*Pointing dataset records*:

● ● ● ● ●

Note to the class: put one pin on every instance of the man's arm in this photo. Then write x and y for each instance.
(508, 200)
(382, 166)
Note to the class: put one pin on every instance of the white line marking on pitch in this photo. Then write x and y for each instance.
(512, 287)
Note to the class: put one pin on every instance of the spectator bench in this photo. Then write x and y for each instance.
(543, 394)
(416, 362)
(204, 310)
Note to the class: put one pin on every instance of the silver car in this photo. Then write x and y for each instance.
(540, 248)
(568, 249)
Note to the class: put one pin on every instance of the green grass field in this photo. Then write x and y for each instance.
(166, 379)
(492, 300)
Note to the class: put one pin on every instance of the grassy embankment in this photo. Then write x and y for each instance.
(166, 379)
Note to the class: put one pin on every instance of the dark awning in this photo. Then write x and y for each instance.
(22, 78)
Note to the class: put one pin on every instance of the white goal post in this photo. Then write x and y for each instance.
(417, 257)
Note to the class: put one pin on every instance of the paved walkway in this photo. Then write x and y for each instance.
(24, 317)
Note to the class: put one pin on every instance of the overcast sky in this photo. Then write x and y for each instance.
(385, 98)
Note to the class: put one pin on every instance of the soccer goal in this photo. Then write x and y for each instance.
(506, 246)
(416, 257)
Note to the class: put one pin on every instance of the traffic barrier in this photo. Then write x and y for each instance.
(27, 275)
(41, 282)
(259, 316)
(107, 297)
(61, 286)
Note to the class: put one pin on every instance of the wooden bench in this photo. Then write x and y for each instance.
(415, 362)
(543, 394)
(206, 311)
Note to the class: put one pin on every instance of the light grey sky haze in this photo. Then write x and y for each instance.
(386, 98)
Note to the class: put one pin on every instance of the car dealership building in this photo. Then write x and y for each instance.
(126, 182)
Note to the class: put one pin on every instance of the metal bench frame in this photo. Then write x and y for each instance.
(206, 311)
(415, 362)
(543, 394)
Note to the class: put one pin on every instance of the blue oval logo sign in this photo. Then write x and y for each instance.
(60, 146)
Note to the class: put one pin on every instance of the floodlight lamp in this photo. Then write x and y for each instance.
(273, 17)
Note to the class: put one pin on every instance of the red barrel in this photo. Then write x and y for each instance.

● ● ● ● ●

*OBJECTIVE*: Without leaving anything out, quote all the data.

*SOLUTION FOR THIS EXERCISE*:
Note to the class: put one pin on every instance of the man's arm in this photo. Then write x and y for each instance.
(508, 200)
(382, 166)
Note to the class: put one pin on every instance of the white line marking on pitch in this photo. Then write x and y for each instance.
(512, 287)
Note to the class: put one pin on every instance of the spectator bench in this photo. Then write x and y for each instance.
(543, 394)
(416, 362)
(204, 310)
Note to the class: put one pin on every instance of the silver car in this photo. Then write x and y for each instance.
(540, 248)
(568, 249)
Note to the class: put one pin on every instance of the green grass field in this photo. Then write x and y for each instance.
(166, 379)
(492, 300)
Note to the class: put one pin on every instance of the grassy embankment in this photo. Then write x and y for each instance.
(166, 379)
Note to the class: put one pin on every instance of the dark awning in this photo. Then write x and y for each instance.
(22, 78)
Note to the class: put one pin on every instance of the white goal post in this photo. Then write x and y for each instance.
(417, 257)
Note to the class: put one pin on every instance of the paved walkway in this photo. Then write x and y for each instance.
(24, 317)
Note to the class: put one pin on every instance of the overcast sky in this photo. Then write x and y for each instance.
(385, 98)
Note to the class: put one pin on every instance of the soccer goal in this photo. Then write x and y for each instance.
(506, 246)
(416, 257)
Note to the class: put one pin on every instance of the traffic barrier in this photo. Then write x and y for each instance.
(27, 275)
(41, 282)
(259, 316)
(107, 297)
(61, 286)
Note to the class: put one pin on every instance of the wooden bench in this photo. Then write x and y for each instance.
(415, 362)
(543, 394)
(206, 311)
Note to the class: put one pin on every instance of the light grey sky haze in this photo. Then write x and y for each instance.
(386, 98)
Note to the class: put one pin on every instance of the car dealership building in this photo. Then write x and y for each instance.
(126, 182)
Note to the class: put one pin on every instance of the metal bench frame in this photo. Then write x and y for each instance.
(206, 311)
(415, 362)
(543, 394)
Note to the class: put one pin on every instance of the blue oval logo sign in this photo. Then write x and y for each instance.
(60, 146)
Note to the class: put one pin on every instance of the floodlight lamp in this photo. Then write x and y for each instance.
(273, 17)
Note to the class: put one pin on every instance of the red barrel in this photo. Then write x and y for each instance.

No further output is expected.